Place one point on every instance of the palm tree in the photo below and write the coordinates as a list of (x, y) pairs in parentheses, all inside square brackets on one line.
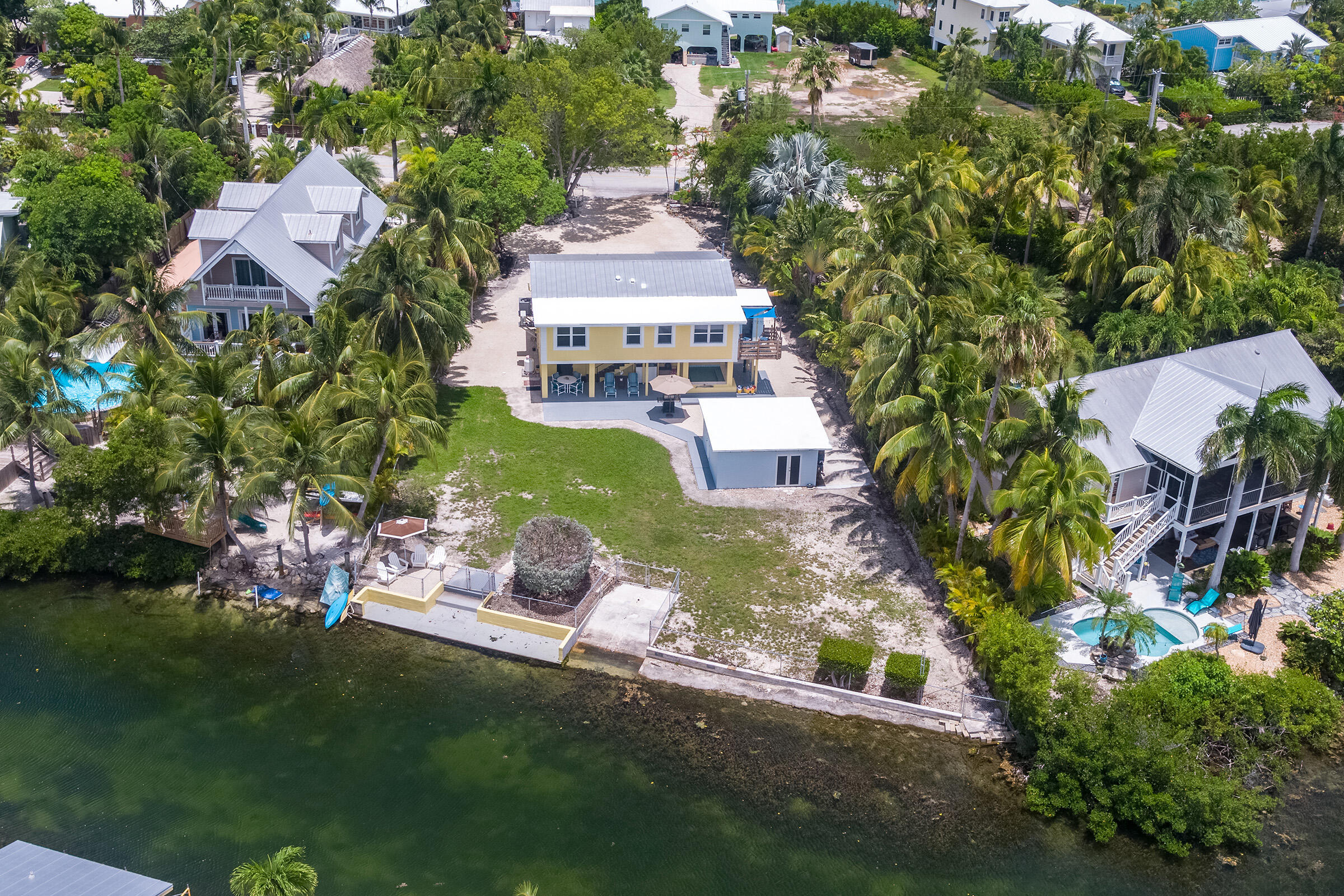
[(116, 38), (816, 70), (299, 450), (1327, 453), (1050, 182), (1016, 338), (797, 169), (390, 402), (213, 452), (1323, 167), (1060, 511), (32, 408), (1273, 433), (328, 119), (283, 874), (389, 119)]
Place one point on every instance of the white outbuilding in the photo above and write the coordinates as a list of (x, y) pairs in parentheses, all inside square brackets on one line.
[(764, 441)]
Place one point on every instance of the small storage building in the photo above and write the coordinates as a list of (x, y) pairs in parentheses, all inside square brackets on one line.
[(764, 441), (862, 54)]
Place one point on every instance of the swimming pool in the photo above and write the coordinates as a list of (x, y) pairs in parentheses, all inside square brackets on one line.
[(1174, 628)]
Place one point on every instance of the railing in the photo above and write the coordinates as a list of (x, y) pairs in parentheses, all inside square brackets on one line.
[(1140, 506), (230, 292)]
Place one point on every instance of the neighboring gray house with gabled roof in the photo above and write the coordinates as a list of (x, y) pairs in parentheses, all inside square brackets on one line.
[(1159, 414), (279, 244)]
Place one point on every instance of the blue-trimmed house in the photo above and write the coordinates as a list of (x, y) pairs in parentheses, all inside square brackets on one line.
[(1225, 42)]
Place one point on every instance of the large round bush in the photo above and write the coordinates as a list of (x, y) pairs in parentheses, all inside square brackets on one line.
[(552, 554)]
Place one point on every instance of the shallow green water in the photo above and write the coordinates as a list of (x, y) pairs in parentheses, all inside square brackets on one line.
[(179, 738)]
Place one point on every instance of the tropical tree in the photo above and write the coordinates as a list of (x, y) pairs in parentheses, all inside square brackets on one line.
[(281, 874), (1060, 517), (1272, 432), (816, 70), (390, 401), (299, 450), (32, 406), (1327, 456), (1323, 167)]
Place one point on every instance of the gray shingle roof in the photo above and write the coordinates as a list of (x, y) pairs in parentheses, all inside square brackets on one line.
[(267, 235), (1168, 405), (652, 274), (27, 870)]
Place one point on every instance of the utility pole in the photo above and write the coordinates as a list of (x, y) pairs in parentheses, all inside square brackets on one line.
[(241, 104), (1152, 105)]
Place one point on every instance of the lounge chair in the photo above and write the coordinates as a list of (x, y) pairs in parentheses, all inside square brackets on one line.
[(1203, 604)]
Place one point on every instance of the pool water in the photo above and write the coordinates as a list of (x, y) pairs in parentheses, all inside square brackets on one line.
[(1174, 629)]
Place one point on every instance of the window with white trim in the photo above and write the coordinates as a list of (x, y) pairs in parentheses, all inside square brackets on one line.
[(572, 338), (707, 335)]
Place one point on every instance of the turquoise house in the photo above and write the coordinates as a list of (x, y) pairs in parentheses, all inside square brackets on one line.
[(1225, 42)]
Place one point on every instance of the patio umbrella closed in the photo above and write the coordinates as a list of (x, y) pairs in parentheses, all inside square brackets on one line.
[(671, 385)]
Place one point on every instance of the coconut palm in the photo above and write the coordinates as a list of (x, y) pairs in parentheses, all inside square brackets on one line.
[(1327, 456), (1323, 169), (297, 450), (213, 452), (797, 169), (32, 406), (816, 70), (116, 39), (390, 402), (1060, 511), (1049, 183), (283, 874), (1272, 432)]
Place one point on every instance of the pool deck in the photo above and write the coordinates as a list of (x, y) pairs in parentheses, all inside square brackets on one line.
[(1147, 594)]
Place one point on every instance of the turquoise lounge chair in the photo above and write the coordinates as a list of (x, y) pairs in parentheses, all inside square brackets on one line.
[(1203, 604)]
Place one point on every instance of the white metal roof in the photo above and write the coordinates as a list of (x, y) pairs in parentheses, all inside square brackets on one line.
[(244, 195), (209, 223), (314, 228), (328, 198), (631, 311), (763, 423), (1265, 35), (1063, 23)]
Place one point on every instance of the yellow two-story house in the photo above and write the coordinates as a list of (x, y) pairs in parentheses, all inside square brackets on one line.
[(608, 324)]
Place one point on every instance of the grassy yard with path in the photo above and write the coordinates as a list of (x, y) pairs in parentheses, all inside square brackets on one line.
[(777, 578)]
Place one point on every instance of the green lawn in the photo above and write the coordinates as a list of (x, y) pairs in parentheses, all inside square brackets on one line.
[(761, 65), (740, 571)]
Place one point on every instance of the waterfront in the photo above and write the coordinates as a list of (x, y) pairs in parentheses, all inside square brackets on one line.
[(178, 738)]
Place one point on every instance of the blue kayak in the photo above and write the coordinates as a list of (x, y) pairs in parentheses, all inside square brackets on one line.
[(337, 612)]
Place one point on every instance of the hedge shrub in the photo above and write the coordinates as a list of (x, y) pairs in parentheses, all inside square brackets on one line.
[(906, 671), (552, 554), (843, 659)]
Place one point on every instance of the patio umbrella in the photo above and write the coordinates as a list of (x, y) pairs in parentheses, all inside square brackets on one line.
[(402, 528), (671, 385)]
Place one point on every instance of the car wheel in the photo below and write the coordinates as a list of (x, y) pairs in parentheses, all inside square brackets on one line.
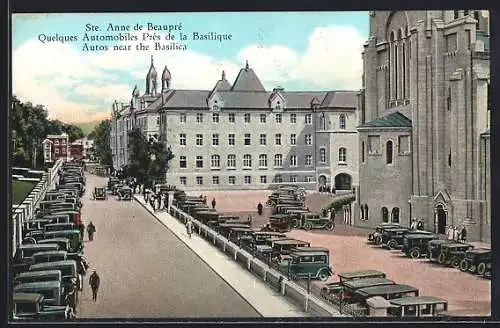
[(455, 263), (481, 268), (464, 265), (441, 258), (392, 244), (415, 253)]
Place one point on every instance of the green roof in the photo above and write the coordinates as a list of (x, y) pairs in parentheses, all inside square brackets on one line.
[(393, 120)]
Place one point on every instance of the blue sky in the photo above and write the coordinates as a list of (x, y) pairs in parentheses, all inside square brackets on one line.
[(298, 51)]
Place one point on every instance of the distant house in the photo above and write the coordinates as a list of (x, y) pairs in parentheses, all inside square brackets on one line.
■ ■ ■
- _SET TASK_
Rewrite every line from the one holding "Place one point on every instance of the waterfront" through the end of the entries, both ends included, and multiply each coordinate in the answers by 1.95, rounding to whole numbers with halves going up. Keep all other wording as it is, and leave the pictures out.

- _TASK ANSWER_
Place one point on every instance of the waterfront in the photo above and write the coordinates as a list of (x, y) pairs in parentheses, all inside square brackets on one line.
[(347, 1439)]
Place one point on every instance of the blue kayak in the photo above and write the coordinates as a list of (x, y) pairs in parentheses, all inside square brackets on one line.
[(657, 1193)]
Place one point on every instance of the hedge shrub in the photo above and write the coordinates as a list of (x, y) pairs in parentheses, all inside square brackets on one line.
[(1767, 1308), (1076, 1080), (1644, 1285)]
Place one point on every instance of the patio umbrella in the photo above and write the coordinates as a list of (x, y) pairs in parentheses, all inside square brackets on one line.
[(784, 1030), (1308, 751)]
Place one point on every instance of the car wheel in the photo below and write the coordinates as a list of (x, y) pairs in parentheses, all inside square brackets on one line.
[(887, 513), (938, 523), (905, 517), (860, 503), (764, 476), (809, 493)]
Place one point on every instance of the green roof in the photo above and write the coordinates as a list of (x, y) pairs in parentheses, all inside square brackets on one line.
[(766, 234)]
Place one point on every instance of the blue sky in the photo above and write the coordinates as a list of (x, y) pairs in parentheses, all inside square brackets on one line.
[(581, 99)]
Place one point on every instance of the distant house in the photo above and write the coordinates as a list of (x, y) pairs in parentheses, all inside square brackets on one line.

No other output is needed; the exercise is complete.